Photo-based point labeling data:
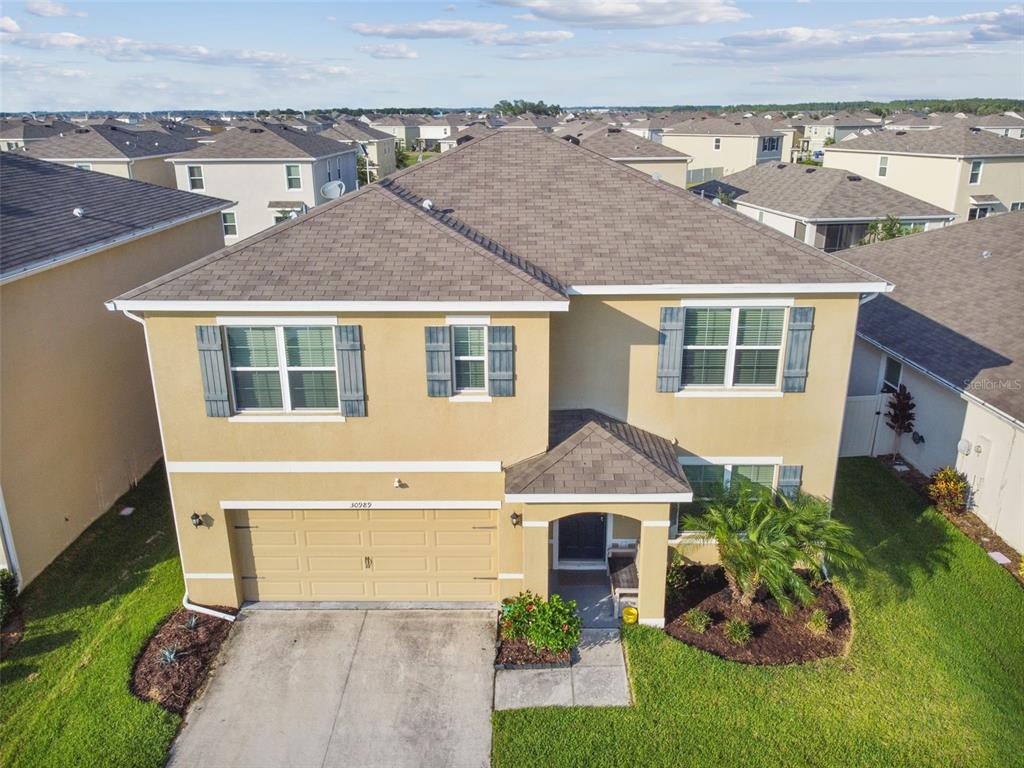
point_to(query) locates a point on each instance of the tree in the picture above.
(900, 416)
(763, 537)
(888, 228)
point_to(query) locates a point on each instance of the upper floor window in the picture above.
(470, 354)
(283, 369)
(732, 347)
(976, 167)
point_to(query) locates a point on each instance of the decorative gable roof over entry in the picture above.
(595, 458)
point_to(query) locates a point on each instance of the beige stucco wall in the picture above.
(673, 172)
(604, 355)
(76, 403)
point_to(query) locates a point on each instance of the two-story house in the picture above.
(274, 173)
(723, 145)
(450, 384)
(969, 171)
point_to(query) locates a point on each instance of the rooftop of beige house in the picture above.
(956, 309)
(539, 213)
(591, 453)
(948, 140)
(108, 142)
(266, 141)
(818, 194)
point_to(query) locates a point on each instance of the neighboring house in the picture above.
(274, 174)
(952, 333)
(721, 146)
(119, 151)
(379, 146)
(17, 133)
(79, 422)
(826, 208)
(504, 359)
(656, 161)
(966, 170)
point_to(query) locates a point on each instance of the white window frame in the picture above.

WHAT IS ASKED:
Print all of the items above word for word, leaving out the pictures.

RESPONSE FOR THIS EXERCISE:
point_to(query) locates a point on each instance of the tree in the picture above.
(900, 416)
(763, 537)
(888, 228)
point_to(query) locates a point on each instance of the upper floor window in the picture above.
(470, 354)
(283, 369)
(732, 347)
(976, 167)
point_to(query) locates a point on each instance of the decorative gable roof over entry in the picture above.
(595, 458)
point_to(query) locates a point on each instance of the beige stucco wall in the picture above.
(673, 172)
(604, 355)
(76, 403)
point_to(query) locates a point on each instance of the two-story house in the picture above.
(274, 173)
(723, 145)
(450, 384)
(969, 171)
point_to(query) locates a point on each instance of the rooftop of beige house in the picture above.
(956, 309)
(539, 213)
(591, 453)
(948, 140)
(108, 142)
(266, 141)
(818, 194)
point_to(query) locates a point on each instance of the neighboring house in the picture above.
(274, 174)
(952, 333)
(721, 146)
(119, 151)
(379, 146)
(17, 133)
(79, 422)
(826, 208)
(504, 359)
(656, 161)
(966, 170)
point_to(query) locates a point on each instance of the white window frame in the picture above.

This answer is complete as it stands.